-- Document text --
A tree data structure and associated algorithms have been created that provide the following functionality and performance properties:
Function | Time Complexity (allows duplicate keys) |
Time Complexity (no duplicate keys) |
Comment | |
---|---|---|---|---|
1 | Insert an object with a key string into a container. |
O(1) | O(log n) | n is the number of objects stored in the container. |
2 | Determine whether an object is in a container based on some key string for the object. |
O(1) | O(log n) | |
3 | Retrieve an object from a container based on some key string. |
O(1) | O(log n) | |
4 | Determine how many of an object with the same key exist in a container. |
O(1) | Does not apply if duplicate keys are not allowed. | |
5 | Write the objects from a container into an array in sorted order based on their keys. |
O(n) | O(n log n) | |
The storage space required for the objects is O(n). Combining the above functions 1 and 5 gives an O(n) sort algorithm for objects with bounded-length keys (e.g. people sorted by social security number). This algorithm has been implemented and tested, with test results corroborating the O(n) complexity from analysis.
The better-performing duplicates-allowed functions may be used with fixed field key relational databases if some external mechanism is used to preclude duplicate keys (such as using serial numbers for keys as is a common practice in many implementations).
Many practical applications have a fixed key length, such as the 9-digit social security number (SSN), name string (last + first + middle), or other property of the stored object. If, as in a relational database, duplicate keys are not allowed, the fixed key length puts an upper limit on storage capacity that is not usually reached in practice.

-- Your objective --
Pick up the text on the tree data structure after its last sentence and continue it. The material that comes next is separate from the tree data structure text.

-- Source data --

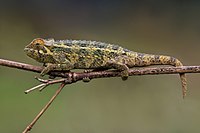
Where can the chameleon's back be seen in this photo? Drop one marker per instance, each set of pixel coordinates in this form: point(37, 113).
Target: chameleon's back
point(88, 54)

-- Solved problem --
In such practical applications, a string tree as described here can provide keyed storage of data objects with the depth of the tree equal to the length of the largest key. This constant bound on the depth of the tree allows the implementation of a linear sort function, as described and demonstrated below. Moreover, the sort algorithms described here are stable, that is, they preserve the initial order of items with equal keys [5].
Other known O(n) sorting algorithms such as counting sort, radix sort, and bucket sort [2], impose restrictions on the sorted objects. For example, bucket sort requires both that the numbers to be sorted to be within a predetermined range and that there be no duplicates [1]. The O(n) sort described here imposes no such restrictions. However, as n grows without bound, duplicates will be encountered when the key word length is less than log n.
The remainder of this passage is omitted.